__PROBLEM__: Please count the lines in the records below that contain the word "purple", and reply with that number alone.

__MATERIAL TO PROCESS__:
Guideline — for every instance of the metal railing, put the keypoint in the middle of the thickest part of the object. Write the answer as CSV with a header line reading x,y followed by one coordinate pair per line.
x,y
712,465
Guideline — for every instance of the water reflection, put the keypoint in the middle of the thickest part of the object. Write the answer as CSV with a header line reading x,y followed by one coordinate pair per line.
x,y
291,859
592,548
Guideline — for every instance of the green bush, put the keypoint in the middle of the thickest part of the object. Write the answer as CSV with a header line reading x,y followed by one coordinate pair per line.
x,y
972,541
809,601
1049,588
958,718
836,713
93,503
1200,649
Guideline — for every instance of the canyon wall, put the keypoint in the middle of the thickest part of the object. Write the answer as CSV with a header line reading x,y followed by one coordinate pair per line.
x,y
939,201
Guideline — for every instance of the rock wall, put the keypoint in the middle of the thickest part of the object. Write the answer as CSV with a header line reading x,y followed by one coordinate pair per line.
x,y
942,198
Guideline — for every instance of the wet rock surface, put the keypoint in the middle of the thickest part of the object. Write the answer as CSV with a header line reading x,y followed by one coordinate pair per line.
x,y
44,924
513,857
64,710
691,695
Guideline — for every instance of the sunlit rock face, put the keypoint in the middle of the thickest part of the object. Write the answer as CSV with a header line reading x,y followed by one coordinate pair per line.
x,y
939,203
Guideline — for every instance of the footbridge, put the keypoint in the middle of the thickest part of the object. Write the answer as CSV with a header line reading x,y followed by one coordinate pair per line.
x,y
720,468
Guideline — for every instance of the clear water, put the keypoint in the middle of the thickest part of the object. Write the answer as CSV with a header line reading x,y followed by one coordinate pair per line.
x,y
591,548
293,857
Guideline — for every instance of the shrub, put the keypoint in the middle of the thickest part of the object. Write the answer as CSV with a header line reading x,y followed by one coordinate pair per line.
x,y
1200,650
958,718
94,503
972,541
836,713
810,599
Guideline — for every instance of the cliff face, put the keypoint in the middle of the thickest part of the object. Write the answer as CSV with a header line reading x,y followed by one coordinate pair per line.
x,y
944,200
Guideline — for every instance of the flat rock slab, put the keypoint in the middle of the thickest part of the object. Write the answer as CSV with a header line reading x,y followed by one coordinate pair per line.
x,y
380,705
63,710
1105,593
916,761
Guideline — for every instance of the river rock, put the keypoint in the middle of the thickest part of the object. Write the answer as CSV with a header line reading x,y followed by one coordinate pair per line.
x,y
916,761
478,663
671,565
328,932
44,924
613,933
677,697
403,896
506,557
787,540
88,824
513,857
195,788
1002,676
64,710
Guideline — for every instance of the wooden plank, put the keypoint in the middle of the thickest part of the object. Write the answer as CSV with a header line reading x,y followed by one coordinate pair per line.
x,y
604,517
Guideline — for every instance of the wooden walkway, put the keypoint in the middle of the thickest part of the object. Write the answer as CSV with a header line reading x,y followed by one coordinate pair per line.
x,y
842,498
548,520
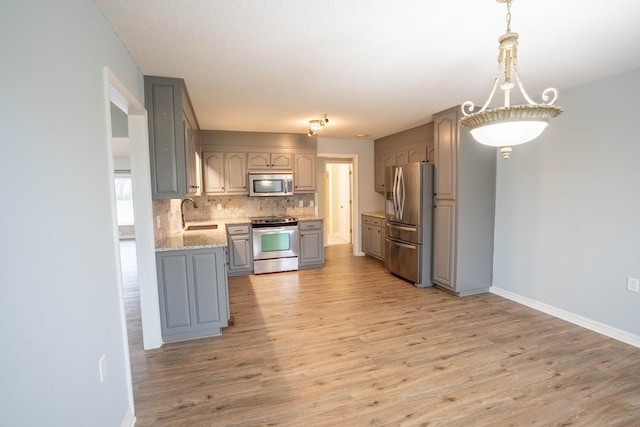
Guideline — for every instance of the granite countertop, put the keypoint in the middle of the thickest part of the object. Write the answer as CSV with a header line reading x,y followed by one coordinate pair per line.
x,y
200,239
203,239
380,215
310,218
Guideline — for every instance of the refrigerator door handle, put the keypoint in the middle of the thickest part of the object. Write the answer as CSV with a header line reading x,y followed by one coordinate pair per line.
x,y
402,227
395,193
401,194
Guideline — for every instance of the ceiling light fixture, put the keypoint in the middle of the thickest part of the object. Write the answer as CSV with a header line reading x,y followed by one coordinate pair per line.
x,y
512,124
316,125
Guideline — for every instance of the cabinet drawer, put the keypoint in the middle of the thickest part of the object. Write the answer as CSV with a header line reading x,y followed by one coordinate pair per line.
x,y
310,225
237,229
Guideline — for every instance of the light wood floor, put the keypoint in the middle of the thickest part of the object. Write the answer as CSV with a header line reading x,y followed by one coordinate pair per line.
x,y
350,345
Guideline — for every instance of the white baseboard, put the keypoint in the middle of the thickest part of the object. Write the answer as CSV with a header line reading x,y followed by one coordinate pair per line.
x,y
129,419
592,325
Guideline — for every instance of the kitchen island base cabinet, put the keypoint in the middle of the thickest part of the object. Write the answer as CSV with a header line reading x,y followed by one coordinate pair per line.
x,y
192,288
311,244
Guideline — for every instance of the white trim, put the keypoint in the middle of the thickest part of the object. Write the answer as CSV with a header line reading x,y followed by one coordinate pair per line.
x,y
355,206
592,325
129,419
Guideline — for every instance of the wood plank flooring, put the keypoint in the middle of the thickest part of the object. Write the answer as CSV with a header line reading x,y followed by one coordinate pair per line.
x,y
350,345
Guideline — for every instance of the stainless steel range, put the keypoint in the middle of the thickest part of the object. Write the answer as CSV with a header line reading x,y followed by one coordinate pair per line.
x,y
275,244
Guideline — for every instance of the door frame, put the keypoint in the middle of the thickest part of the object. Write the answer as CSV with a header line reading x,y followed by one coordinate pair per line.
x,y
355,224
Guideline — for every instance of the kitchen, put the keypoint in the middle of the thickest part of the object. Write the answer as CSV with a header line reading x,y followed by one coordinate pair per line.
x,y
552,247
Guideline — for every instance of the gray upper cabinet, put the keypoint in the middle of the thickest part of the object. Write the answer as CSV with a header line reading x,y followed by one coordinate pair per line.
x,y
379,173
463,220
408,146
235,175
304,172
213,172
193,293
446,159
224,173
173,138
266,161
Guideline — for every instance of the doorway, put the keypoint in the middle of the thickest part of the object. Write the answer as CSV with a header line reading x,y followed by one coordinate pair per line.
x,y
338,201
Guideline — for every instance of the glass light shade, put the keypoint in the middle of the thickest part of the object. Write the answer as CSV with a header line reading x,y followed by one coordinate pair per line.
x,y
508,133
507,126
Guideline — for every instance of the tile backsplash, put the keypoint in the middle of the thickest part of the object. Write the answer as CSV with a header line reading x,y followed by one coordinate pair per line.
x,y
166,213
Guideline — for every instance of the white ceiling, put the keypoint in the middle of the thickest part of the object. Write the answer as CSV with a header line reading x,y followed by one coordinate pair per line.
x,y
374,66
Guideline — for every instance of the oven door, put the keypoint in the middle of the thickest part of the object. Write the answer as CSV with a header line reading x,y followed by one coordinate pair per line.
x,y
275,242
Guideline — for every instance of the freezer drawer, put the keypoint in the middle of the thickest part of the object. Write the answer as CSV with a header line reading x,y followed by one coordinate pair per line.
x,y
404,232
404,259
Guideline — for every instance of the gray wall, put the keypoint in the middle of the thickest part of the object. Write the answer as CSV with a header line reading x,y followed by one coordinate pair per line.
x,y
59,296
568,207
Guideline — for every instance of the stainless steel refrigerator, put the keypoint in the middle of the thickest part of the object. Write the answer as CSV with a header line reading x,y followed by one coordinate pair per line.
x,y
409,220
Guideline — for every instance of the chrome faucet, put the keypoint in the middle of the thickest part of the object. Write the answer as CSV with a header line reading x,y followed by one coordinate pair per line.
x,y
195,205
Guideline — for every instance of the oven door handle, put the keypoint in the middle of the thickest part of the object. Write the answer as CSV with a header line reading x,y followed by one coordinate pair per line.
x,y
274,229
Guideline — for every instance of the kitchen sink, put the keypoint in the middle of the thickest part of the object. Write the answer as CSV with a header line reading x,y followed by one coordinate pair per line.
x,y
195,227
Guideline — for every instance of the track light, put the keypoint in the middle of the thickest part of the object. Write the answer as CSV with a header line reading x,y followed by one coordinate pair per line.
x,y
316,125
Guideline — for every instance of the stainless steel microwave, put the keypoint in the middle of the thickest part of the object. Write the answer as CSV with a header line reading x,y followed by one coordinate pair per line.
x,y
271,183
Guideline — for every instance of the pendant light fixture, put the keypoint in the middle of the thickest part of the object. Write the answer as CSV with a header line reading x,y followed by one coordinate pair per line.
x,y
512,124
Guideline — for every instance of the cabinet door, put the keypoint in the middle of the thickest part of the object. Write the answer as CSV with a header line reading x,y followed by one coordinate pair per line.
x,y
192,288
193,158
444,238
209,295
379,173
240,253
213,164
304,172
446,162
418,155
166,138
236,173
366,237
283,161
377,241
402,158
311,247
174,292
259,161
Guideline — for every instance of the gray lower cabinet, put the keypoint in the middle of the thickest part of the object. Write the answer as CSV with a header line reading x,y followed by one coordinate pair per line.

--

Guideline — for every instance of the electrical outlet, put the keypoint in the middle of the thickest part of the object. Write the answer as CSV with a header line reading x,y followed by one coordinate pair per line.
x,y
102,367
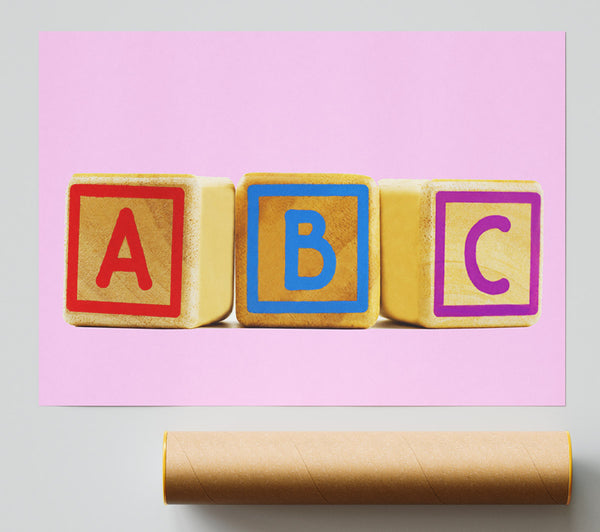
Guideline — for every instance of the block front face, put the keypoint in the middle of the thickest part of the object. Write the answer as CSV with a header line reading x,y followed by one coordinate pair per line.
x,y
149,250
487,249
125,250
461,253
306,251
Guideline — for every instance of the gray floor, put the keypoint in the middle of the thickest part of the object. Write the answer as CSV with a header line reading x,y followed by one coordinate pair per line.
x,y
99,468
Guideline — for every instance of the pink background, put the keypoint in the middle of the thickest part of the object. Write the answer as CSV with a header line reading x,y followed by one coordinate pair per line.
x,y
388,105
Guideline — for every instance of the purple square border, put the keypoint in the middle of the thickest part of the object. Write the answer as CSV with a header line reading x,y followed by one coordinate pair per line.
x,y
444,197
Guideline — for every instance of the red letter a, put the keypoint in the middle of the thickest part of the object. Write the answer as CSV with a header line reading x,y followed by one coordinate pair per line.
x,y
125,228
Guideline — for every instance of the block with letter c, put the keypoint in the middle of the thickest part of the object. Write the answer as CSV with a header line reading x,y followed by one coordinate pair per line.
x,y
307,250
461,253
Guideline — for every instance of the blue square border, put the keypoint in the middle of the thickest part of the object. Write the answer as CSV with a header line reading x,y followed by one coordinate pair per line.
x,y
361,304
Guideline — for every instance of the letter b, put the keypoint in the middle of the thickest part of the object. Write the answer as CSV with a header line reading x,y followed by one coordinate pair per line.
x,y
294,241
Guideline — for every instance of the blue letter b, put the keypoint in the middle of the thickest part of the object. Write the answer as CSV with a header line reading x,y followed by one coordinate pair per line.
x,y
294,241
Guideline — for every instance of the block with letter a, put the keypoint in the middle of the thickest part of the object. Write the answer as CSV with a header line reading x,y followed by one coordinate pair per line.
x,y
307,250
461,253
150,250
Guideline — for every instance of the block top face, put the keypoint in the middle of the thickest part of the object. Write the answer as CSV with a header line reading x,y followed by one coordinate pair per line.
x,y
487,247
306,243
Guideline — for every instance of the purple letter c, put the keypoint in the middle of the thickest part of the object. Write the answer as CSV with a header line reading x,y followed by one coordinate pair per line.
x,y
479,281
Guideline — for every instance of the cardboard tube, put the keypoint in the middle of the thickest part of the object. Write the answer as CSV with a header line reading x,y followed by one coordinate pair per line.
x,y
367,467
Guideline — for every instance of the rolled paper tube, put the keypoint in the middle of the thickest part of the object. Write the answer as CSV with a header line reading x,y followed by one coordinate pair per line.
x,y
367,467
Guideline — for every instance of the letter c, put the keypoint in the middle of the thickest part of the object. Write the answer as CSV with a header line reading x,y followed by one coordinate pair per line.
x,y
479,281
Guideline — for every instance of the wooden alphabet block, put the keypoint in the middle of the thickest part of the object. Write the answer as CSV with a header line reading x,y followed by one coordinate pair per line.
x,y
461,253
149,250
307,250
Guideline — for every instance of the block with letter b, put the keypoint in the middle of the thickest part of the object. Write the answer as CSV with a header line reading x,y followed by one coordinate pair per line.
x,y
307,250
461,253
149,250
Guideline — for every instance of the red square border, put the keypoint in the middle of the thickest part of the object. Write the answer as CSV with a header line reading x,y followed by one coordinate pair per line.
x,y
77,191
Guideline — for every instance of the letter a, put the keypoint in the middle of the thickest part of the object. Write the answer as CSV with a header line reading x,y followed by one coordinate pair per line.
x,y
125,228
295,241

__RESPONSE TO THIS TASK__: 2